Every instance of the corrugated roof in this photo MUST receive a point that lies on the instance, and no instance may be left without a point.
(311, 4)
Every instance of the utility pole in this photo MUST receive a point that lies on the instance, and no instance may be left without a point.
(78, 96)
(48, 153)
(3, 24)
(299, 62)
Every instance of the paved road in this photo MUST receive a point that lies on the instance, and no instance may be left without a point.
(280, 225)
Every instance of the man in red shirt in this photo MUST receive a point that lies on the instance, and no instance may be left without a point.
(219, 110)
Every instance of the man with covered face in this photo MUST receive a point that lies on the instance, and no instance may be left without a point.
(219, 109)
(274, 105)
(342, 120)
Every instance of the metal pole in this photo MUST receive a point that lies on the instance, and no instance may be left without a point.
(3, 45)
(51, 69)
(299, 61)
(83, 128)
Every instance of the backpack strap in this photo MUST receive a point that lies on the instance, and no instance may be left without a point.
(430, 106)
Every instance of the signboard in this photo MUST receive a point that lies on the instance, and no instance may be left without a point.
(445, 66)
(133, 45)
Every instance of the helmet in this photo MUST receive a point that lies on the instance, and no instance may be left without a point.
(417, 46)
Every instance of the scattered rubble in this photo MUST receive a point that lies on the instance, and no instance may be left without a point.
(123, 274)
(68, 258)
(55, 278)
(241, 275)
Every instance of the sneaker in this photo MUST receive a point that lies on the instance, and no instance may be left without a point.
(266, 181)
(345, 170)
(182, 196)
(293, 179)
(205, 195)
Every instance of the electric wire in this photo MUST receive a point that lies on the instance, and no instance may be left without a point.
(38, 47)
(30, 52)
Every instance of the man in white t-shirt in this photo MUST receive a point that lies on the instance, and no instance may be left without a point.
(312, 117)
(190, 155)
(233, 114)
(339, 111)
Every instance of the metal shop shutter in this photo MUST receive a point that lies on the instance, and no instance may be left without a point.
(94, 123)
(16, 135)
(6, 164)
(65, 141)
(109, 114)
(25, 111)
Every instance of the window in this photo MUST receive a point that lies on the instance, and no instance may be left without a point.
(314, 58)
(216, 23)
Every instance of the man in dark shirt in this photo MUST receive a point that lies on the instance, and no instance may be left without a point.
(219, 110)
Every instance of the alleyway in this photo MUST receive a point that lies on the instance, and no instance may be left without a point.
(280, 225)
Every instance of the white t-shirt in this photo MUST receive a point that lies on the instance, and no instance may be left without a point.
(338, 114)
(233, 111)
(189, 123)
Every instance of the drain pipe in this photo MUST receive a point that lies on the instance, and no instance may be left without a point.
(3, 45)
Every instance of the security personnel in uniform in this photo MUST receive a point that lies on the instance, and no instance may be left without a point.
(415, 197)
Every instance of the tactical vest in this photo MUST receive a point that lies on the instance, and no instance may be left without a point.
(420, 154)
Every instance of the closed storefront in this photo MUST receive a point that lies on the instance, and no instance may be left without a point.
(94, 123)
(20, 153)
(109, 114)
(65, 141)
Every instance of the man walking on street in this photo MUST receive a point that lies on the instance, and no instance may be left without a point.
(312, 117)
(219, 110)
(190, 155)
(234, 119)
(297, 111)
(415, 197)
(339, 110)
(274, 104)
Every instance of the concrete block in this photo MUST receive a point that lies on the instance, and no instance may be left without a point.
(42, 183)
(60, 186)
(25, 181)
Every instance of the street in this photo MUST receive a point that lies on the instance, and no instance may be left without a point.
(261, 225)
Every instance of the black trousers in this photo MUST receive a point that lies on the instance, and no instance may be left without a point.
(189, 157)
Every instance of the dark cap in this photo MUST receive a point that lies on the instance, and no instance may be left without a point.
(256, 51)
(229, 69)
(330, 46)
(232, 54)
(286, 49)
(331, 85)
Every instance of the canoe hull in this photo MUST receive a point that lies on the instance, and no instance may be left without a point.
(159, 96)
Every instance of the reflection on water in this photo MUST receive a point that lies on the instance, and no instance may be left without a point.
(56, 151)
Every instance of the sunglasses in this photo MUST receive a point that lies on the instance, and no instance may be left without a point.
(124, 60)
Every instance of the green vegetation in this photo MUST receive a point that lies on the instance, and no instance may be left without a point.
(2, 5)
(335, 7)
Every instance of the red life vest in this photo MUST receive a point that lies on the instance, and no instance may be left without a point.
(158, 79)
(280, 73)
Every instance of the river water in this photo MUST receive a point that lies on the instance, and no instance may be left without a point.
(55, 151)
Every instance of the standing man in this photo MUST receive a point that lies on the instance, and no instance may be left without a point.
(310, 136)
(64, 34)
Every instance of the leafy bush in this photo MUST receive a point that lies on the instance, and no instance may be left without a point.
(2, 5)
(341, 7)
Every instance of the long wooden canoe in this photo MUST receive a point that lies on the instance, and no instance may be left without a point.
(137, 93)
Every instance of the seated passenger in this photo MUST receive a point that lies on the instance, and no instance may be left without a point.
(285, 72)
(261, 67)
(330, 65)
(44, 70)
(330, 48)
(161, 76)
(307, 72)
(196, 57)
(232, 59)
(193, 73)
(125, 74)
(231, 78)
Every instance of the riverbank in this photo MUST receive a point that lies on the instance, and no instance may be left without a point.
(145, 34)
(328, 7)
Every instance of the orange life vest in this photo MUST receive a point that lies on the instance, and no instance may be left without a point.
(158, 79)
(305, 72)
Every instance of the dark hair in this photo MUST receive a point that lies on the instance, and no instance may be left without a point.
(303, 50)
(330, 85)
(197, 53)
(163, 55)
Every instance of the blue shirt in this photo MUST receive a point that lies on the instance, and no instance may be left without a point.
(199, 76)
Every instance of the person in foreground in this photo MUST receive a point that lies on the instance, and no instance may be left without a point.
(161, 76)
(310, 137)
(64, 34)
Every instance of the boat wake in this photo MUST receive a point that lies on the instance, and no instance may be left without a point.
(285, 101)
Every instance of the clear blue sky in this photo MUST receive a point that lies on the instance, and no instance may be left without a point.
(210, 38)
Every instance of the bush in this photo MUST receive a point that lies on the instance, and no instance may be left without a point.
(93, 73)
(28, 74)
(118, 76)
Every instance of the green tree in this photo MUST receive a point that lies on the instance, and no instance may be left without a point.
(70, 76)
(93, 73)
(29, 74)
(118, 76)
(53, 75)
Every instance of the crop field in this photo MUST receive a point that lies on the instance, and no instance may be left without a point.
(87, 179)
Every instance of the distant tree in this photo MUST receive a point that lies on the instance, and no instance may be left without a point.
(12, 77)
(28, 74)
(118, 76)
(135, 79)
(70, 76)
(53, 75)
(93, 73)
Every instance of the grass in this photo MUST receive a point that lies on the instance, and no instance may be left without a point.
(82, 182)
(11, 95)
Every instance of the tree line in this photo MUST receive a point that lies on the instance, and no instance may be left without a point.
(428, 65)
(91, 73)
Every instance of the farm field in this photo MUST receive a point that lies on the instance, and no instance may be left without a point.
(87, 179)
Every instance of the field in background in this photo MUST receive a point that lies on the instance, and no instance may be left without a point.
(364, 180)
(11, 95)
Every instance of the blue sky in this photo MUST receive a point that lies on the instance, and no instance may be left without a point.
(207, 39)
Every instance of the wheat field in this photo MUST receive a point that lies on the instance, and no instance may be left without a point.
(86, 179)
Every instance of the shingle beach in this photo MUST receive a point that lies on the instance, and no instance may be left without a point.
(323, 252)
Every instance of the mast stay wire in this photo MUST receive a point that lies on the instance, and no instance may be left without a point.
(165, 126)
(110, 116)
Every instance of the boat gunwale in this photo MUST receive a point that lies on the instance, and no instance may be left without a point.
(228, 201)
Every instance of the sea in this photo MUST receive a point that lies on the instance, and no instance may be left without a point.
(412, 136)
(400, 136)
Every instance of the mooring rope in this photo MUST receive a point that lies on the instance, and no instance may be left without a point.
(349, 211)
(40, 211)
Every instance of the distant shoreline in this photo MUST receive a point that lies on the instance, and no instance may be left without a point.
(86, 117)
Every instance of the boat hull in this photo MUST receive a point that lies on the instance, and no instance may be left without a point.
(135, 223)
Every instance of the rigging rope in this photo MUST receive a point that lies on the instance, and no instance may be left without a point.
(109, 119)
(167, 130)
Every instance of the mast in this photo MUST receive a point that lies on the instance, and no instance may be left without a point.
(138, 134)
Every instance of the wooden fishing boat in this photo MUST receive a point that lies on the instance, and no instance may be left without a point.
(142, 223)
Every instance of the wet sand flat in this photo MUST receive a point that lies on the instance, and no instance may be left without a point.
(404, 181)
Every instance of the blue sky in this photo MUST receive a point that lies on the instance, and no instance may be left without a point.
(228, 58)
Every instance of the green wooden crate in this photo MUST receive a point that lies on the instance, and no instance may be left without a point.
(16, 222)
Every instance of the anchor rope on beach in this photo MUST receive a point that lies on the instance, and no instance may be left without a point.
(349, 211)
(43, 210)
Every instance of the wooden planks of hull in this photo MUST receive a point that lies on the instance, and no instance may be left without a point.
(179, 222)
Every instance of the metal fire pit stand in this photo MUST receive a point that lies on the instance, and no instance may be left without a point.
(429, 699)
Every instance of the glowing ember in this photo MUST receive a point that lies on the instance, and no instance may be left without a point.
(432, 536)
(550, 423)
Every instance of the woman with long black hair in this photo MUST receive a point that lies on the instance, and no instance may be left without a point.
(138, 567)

---+---

• Exercise task
Copy out exactly the lines from the line with "Every instance of the wooden planks" to the end of the listing, including both of those lines, and give nothing else.

• Solution to this exercise
Every instance of the wooden planks of hull in this photo MUST receive a point that lies on the instance, and no instance may be left without a point.
(179, 222)
Every instance of the metal fire pit stand in this photo MUST receive a point that lies on the instance, and no instance may be left without a point.
(429, 699)
Every instance of the glowing ember in this photo MUST receive a point that lies on the instance, and no instance may be left without a point.
(432, 536)
(550, 423)
Every instance of the woman with long black hair in this photo MUST receive a point that lies on the instance, and no instance may be left without a point.
(138, 567)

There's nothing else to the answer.